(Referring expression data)
- Opening Delimiter -
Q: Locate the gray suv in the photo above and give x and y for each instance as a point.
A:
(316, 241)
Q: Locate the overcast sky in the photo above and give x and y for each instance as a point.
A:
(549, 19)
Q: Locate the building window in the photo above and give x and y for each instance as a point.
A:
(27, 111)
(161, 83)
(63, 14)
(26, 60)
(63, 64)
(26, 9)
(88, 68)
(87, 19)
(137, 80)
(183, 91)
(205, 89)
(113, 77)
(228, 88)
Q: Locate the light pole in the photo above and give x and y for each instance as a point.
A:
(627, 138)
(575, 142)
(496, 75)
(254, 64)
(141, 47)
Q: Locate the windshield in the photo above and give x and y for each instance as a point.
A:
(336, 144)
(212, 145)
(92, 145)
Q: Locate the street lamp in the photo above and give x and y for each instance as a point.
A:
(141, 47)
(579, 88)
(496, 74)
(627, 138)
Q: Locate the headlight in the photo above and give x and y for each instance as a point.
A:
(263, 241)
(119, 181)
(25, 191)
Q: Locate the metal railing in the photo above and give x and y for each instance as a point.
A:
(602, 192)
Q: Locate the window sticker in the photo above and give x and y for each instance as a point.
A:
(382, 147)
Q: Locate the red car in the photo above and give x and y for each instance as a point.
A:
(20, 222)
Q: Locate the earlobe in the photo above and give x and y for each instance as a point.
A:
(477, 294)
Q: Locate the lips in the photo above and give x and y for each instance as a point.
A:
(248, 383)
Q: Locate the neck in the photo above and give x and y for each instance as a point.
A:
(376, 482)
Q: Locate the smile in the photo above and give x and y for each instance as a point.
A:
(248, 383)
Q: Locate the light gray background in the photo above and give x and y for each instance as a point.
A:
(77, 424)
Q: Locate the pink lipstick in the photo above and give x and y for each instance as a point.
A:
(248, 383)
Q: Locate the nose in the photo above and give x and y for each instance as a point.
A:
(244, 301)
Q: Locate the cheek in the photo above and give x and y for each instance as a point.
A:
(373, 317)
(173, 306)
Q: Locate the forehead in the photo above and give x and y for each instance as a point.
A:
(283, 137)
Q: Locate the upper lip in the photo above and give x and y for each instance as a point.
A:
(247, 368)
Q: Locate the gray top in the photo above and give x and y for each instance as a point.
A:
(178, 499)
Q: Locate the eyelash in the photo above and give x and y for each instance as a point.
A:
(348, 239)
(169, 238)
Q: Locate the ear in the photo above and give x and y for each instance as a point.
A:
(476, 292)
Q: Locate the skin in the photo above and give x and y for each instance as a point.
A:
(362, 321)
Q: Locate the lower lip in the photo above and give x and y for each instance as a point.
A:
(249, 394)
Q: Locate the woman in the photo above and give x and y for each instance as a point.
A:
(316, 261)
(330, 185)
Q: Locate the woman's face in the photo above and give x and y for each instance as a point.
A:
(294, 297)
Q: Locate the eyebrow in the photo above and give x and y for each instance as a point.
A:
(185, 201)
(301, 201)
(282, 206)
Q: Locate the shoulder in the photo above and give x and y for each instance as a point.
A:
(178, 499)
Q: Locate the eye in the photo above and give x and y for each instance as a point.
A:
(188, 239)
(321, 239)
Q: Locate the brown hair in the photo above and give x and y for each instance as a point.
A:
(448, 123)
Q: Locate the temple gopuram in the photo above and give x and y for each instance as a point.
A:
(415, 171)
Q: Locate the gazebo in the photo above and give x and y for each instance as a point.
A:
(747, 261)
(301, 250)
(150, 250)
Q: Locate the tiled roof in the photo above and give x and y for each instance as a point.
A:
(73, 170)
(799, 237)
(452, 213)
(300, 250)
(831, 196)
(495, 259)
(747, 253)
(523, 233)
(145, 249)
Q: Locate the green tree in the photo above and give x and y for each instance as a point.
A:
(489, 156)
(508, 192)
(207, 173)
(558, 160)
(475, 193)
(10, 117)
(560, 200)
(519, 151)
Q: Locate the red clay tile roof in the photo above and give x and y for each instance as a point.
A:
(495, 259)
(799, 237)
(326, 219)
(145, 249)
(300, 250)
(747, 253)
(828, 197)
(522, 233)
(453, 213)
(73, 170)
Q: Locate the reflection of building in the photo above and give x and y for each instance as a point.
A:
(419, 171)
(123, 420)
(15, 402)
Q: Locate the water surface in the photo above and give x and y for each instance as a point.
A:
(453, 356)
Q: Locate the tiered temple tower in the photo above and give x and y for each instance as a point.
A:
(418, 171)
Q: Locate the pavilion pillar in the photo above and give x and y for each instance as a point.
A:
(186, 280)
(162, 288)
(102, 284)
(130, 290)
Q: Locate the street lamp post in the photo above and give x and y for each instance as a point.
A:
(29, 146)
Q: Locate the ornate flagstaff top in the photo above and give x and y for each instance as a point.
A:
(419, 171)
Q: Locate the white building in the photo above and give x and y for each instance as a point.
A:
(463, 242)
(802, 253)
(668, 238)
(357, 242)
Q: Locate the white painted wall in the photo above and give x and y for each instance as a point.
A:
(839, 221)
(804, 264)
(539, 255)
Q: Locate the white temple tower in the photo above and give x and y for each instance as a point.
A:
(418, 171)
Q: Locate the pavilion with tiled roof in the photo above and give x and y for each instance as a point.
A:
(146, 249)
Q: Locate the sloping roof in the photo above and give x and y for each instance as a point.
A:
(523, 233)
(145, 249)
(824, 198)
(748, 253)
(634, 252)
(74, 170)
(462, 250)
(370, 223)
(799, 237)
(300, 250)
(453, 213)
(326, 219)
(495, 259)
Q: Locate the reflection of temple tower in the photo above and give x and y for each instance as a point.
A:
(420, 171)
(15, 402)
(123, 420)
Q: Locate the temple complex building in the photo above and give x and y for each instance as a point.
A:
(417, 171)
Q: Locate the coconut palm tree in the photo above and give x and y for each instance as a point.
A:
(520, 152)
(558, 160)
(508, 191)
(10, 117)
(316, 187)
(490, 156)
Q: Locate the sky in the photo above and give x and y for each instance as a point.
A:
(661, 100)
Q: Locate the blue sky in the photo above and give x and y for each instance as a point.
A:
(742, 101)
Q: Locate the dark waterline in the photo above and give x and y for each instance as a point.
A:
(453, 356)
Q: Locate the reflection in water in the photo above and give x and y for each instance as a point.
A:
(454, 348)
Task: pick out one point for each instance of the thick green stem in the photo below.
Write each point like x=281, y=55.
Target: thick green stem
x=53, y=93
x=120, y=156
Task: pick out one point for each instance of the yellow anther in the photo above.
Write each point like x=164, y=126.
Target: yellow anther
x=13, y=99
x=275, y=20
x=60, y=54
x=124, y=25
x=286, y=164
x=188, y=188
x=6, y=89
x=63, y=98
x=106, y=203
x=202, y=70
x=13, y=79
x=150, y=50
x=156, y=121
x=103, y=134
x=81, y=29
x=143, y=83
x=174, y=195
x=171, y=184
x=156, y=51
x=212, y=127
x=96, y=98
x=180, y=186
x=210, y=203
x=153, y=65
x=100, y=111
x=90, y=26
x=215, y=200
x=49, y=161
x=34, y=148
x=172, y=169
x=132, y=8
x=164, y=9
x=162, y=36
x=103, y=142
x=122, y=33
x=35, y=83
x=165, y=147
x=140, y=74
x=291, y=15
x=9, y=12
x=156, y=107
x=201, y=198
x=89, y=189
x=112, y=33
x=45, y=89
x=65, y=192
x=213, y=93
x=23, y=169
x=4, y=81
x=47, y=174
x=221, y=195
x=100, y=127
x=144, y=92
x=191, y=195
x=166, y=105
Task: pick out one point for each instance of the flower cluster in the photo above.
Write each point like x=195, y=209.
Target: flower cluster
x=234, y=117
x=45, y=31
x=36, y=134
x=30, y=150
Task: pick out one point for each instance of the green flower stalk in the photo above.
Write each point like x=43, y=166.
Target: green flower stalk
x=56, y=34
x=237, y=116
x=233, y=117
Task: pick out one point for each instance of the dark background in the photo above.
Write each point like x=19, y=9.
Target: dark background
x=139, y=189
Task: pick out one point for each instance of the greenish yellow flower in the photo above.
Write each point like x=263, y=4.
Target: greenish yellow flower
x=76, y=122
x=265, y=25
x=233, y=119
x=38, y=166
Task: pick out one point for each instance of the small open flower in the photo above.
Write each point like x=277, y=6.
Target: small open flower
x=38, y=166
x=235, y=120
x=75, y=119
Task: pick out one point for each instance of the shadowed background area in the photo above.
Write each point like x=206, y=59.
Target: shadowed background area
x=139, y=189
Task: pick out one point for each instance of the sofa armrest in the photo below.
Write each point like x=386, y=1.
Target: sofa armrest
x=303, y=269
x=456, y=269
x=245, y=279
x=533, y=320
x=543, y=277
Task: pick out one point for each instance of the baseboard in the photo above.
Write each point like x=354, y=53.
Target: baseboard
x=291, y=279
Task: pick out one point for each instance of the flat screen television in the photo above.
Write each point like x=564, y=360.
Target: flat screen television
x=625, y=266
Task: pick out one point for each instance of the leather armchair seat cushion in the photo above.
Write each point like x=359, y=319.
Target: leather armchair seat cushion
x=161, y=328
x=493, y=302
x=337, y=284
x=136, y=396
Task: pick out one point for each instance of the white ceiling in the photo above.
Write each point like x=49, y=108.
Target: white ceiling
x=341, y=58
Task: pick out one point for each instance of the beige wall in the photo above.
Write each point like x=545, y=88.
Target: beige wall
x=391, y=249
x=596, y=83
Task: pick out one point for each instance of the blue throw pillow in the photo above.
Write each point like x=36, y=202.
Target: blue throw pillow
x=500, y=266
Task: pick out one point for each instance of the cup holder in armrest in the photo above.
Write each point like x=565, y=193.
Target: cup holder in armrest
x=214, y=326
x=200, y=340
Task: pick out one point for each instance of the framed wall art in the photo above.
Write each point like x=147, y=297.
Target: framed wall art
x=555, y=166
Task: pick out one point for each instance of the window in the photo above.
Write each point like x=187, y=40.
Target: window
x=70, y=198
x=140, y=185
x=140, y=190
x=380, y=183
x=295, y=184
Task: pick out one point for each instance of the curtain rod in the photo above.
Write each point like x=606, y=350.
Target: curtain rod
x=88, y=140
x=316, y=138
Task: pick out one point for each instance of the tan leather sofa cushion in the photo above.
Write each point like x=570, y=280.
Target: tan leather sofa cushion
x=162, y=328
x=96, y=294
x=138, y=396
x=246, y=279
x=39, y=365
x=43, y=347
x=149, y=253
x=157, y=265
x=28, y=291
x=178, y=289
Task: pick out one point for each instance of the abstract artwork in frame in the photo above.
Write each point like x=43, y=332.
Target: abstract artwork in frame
- Closing Delimiter -
— Exercise —
Only lines containing the string "temple" are needed. Pull each of them out of the records above.

— Exercise answer —
Q: Locate the temple gopuram in the photo above and give x and y for each instance as a point.
Q: Locate the tiered temple tower in the photo above and give x and y for each instance as a point.
Q: Locate the white temple tower in the photo above and give x and y for each instance as a point.
Q: Locate the reflection of temple tower in the photo above and give x and y for each instance as a point.
Q: Locate the temple complex building in the photo above and give x and y for each instance as a point.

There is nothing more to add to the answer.